▶ _GIVEN PROBLEM 1_: Reproduce word for word the passage of the Permastop Building Blanket FAQ that begins with the words containing "In hot and humid" and ends with "the building blanket.".

Frequently Asked Questions

Which way do I face the foil side of Permastop Building Blanket?

Which way the foil faces relates to which direction radiant heat needs to be reflected back, and, for specific projects and locations, the condensation risk.

Typically, in warm to cold climates (Climate zones 2-8) the foil should face inwards – towards the building interior. Installing the glasswool blanket in continuous contact on the underside of the metal roof maintains the internal temperature, reducing the risk of reaching dew point and condensation. The foil layer on the underside of the glasswool blanket reflects radiant heat and when taped and completely sealed is a vapour barrier.

In hot and humid climates (Zone 1) the foil should face outwards – towards the metal roof sheet or wall cladding, and be completely taped and sealed, to keep moist air out (water vapour) so it doesn’t migrate into the internal conditioned space. An additional foil membrane on the internal side of Permastop Building Blanket is recommended in tropical climates with air conditioned spaces. Fletcher Insulation offers Permastop Tropic specially designed for these higher humidity climate zones, which has foil on both sides of the building blanket.

For more detailed information on installing Permastop Building Blanket, please refer to the Installation Guide for Permastop in the Resources section. Or contact our Technical team for project specific commendations.

▶ _GIVEN PROBLEM 2_: Output the records below as a JSON list of strings with one string per line, leaving out blank lines. Include everything from the line containing "the alpaca nose" through the last line of the records.

▶ _INPUT MATERIAL_:
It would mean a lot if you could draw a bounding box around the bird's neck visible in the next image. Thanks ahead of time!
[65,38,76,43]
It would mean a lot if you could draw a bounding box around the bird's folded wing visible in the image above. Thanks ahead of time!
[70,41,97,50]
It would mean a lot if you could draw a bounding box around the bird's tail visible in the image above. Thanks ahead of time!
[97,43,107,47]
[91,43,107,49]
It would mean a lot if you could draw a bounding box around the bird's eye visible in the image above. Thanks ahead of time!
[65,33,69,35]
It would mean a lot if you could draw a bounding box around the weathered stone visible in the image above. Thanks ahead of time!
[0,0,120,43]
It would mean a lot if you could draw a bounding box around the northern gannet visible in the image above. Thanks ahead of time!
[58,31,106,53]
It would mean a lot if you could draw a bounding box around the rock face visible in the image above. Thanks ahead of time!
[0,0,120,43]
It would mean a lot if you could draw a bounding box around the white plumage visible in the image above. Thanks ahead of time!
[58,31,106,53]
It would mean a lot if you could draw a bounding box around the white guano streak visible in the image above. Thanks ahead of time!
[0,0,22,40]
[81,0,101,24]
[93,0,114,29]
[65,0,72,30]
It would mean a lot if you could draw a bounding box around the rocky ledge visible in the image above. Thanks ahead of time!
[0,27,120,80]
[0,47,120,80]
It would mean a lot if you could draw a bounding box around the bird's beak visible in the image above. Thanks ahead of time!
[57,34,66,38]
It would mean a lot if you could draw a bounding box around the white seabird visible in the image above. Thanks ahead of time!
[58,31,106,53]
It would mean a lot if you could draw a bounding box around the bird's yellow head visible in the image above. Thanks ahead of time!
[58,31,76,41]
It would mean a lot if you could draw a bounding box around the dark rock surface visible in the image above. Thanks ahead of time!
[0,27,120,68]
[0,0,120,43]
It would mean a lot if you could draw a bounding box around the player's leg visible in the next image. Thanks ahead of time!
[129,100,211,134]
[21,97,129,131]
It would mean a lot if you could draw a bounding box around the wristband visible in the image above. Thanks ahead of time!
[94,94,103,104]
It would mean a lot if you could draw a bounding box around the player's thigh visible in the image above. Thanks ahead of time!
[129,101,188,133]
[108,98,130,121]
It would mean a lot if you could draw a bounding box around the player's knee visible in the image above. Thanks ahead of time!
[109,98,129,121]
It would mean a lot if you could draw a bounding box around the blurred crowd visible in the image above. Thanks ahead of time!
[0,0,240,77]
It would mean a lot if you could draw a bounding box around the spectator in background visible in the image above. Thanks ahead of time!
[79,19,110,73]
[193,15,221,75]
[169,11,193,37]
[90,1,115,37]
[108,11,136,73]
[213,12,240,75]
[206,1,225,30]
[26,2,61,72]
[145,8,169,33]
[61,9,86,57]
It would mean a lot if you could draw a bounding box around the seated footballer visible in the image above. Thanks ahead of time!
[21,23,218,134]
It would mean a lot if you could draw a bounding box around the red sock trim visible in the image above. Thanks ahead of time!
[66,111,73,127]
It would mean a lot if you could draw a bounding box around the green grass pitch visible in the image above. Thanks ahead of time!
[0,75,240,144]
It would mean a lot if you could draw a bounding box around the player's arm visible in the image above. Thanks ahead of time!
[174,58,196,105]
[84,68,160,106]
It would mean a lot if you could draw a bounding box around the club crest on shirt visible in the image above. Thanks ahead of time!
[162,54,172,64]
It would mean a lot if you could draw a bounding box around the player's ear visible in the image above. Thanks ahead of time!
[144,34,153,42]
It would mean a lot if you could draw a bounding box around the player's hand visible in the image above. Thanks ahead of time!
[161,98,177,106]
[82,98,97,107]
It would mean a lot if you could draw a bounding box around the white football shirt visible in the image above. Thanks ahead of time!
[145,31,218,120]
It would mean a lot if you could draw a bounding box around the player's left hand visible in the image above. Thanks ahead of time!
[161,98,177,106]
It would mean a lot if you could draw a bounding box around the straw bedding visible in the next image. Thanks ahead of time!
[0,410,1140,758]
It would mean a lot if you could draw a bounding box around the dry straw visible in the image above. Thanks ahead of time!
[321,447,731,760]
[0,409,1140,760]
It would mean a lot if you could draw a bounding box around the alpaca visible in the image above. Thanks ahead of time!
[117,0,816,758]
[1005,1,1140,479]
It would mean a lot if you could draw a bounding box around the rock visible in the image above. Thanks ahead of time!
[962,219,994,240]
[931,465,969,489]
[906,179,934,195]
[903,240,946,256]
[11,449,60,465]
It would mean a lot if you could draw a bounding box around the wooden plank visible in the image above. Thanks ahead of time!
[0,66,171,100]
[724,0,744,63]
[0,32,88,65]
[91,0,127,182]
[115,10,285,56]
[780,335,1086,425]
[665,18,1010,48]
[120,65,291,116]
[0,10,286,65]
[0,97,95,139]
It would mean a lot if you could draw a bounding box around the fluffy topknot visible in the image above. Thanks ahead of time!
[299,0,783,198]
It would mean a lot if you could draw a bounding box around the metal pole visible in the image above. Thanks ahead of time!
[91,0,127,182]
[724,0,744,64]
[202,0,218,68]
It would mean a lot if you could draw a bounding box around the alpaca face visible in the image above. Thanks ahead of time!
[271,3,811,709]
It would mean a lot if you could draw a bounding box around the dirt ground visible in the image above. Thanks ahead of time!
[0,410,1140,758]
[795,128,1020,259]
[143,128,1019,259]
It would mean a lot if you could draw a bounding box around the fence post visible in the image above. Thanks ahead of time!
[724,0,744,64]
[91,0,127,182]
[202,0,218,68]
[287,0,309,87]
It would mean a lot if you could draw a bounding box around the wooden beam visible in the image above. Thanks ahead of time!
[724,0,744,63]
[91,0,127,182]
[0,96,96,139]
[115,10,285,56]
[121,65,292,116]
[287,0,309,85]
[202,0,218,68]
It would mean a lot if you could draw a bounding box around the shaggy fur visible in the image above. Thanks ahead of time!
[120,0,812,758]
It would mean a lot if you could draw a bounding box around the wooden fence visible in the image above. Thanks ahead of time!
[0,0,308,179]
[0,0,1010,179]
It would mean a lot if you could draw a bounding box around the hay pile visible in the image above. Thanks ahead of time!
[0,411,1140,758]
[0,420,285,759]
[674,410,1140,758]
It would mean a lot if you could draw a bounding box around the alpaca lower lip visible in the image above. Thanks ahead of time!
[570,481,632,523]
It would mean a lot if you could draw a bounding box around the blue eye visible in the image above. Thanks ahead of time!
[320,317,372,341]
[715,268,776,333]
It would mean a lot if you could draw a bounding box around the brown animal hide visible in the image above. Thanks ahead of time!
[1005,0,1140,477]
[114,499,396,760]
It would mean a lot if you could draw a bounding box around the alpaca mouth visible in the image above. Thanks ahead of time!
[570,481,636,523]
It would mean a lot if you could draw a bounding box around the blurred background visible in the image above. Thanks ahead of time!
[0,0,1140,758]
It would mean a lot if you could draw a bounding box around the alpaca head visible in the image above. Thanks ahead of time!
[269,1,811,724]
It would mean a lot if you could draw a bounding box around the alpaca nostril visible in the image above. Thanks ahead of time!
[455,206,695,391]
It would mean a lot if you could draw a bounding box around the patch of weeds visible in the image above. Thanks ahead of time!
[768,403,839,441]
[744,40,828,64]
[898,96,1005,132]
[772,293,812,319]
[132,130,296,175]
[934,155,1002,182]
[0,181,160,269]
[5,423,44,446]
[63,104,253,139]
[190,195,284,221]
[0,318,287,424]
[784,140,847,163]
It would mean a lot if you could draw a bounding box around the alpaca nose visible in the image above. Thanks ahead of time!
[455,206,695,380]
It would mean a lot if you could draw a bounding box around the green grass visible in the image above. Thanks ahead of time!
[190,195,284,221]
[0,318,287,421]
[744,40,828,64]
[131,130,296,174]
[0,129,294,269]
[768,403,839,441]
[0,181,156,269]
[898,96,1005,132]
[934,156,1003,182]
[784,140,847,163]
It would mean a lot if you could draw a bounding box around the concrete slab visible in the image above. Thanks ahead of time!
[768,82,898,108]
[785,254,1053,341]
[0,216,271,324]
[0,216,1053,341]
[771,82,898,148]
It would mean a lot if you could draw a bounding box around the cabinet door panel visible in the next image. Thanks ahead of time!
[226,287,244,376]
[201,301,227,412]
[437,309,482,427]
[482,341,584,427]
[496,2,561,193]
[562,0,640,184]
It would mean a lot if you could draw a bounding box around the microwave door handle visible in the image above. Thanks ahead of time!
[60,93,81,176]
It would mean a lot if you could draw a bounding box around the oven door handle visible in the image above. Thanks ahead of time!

▶ _COMPLETE RESPONSE 1_:
In hot and humid climates (Zone 1) the foil should face outwards – towards the metal roof sheet or wall cladding, and be completely taped and sealed, to keep moist air out (water vapour) so it doesn’t migrate into the internal conditioned space. An additional foil membrane on the internal side of Permastop Building Blanket is recommended in tropical climates with air conditioned spaces. Fletcher Insulation offers Permastop Tropic specially designed for these higher humidity climate zones, which has foil on both sides of the building blanket.

▶ _COMPLETE RESPONSE 2_:
[
  "It would mean a lot if you could draw a bounding box around the alpaca nose visible in the image above. Thanks ahead of time!",
  "[455,206,695,380]",
  "It would mean a lot if you could draw a bounding box around the green grass visible in the image above. Thanks ahead of time!",
  "[190,195,284,221]",
  "[0,318,287,421]",
  "[744,40,828,64]",
  "[131,130,296,174]",
  "[0,129,294,269]",
  "[768,403,839,441]",
  "[0,181,156,269]",
  "[898,96,1005,132]",
  "[934,156,1003,182]",
  "[784,140,847,163]",
  "It would mean a lot if you could draw a bounding box around the concrete slab visible in the image above. Thanks ahead of time!",
  "[768,82,898,108]",
  "[785,254,1053,341]",
  "[0,216,271,324]",
  "[0,216,1053,341]",
  "[771,82,898,148]",
  "It would mean a lot if you could draw a bounding box around the cabinet door panel visible in the next image. Thanks ahead of time!",
  "[226,287,244,376]",
  "[201,301,227,412]",
  "[437,309,482,427]",
  "[482,341,584,427]",
  "[496,2,561,193]",
  "[562,0,640,184]",
  "It would mean a lot if you could draw a bounding box around the microwave door handle visible in the image above. Thanks ahead of time!",
  "[60,93,81,176]",
  "It would mean a lot if you could draw a bounding box around the oven door handle visible in the image above. Thanks ahead of time!"
]